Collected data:
◆ ◆ ◆ ◆ ◆ ◆ ◆

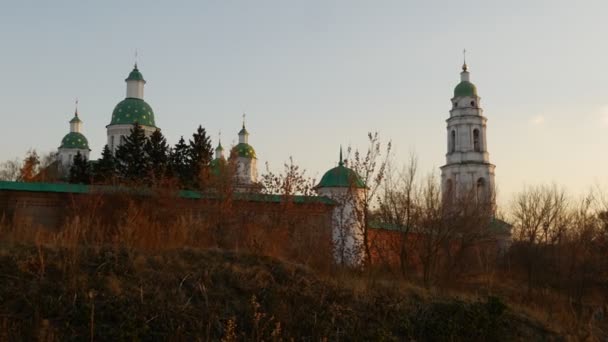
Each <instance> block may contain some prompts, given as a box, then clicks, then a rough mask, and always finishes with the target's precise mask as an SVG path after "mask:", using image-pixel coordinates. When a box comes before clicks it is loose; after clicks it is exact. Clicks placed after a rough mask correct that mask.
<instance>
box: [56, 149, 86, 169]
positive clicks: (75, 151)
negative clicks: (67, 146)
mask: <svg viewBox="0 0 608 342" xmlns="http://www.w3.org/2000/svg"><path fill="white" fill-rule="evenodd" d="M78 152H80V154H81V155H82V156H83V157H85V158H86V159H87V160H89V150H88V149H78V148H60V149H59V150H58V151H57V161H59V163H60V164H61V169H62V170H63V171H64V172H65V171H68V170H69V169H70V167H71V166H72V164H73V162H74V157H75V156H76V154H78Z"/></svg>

◆ ◆ ◆ ◆ ◆ ◆ ◆

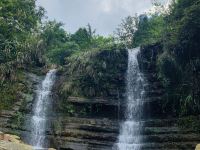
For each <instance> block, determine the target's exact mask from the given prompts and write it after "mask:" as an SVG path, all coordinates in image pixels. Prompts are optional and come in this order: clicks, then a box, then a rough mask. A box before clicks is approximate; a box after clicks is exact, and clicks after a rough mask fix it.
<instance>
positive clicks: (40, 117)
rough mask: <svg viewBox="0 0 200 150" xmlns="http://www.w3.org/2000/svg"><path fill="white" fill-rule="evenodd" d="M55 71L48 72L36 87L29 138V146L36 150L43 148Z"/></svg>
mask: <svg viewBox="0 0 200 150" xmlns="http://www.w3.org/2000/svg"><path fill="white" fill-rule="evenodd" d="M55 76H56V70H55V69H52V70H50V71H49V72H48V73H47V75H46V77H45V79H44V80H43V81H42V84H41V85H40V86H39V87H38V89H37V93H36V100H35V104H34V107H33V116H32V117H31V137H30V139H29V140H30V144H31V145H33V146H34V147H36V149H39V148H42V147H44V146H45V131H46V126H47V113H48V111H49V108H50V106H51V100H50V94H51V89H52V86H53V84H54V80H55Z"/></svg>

◆ ◆ ◆ ◆ ◆ ◆ ◆

■ What you have to do
In the part of the data that opens with the line containing "For each <instance>" and closes with the line containing "rough mask: <svg", replace "positive clicks" with "foreground clicks". Return only those lines, leaving everything else as it is.

■ Answer to this task
For each <instance> block, determine the target's exact mask from the given prompts and write it after "mask:" as an SVG path, all coordinates in image pixels. Prompts are optional and come in this order: clicks, then a box, then a rough mask. A box before clicks is approximate; a box after clicks is exact, and clicks after a rough mask fix it.
<instance>
foreground clicks: (40, 117)
rough mask: <svg viewBox="0 0 200 150" xmlns="http://www.w3.org/2000/svg"><path fill="white" fill-rule="evenodd" d="M55 71L48 72L36 87L29 138V146L36 150L43 148Z"/></svg>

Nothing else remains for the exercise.